=== DIRECTIONS ===
Extract every line of the listing below and reproduce each one verbatim, keeping the original order.

[Annotation records]
----------------------------------------

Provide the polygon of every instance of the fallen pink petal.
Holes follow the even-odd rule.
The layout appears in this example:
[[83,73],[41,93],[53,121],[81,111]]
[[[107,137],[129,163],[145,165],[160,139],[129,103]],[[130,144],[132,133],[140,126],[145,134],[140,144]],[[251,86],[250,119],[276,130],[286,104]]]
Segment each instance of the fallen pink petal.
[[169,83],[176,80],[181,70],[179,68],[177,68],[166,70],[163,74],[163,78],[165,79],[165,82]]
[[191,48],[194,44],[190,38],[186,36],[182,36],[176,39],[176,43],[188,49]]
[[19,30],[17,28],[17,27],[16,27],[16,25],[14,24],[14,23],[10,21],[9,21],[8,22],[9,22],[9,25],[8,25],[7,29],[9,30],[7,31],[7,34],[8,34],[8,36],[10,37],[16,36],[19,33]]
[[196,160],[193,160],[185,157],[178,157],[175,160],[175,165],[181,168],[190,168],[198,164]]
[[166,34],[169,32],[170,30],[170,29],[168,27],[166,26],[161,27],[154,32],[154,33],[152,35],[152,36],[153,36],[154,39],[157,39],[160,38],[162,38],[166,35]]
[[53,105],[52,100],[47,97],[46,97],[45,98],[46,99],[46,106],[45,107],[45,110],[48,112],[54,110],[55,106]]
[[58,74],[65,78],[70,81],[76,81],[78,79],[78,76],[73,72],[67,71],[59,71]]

----------------------------------------

=== TASK SOLUTION ===
Provide the polygon of every instance of the fallen pink petal.
Holes follow the even-odd rule.
The layout appears in this example:
[[83,73],[41,93],[53,121],[81,111]]
[[[107,137],[129,163],[145,165],[160,139],[129,103]],[[130,144],[132,133],[140,126],[145,134],[140,144]],[[251,86],[250,119],[276,130],[286,104]]]
Segment each instance of the fallen pink petal.
[[169,83],[176,80],[181,70],[179,68],[177,68],[166,70],[163,74],[163,78],[165,79],[165,82]]
[[191,48],[194,44],[190,38],[186,36],[182,36],[176,39],[176,43],[188,49]]
[[19,30],[17,28],[17,27],[16,27],[16,25],[14,24],[14,23],[10,21],[9,21],[8,22],[9,22],[9,25],[8,25],[7,29],[9,30],[7,31],[7,34],[8,34],[8,36],[10,37],[16,36],[19,33]]
[[196,160],[193,160],[185,157],[178,157],[175,160],[175,165],[181,168],[190,168],[198,164]]
[[166,34],[169,32],[170,30],[170,29],[168,27],[166,26],[161,27],[154,32],[154,33],[152,35],[152,36],[153,36],[154,39],[157,39],[160,38],[162,38],[166,35]]
[[53,105],[52,100],[47,97],[46,97],[45,98],[46,99],[46,106],[45,107],[45,110],[48,112],[54,110],[55,106]]
[[58,74],[65,78],[70,81],[76,81],[78,79],[78,76],[73,72],[67,71],[59,71]]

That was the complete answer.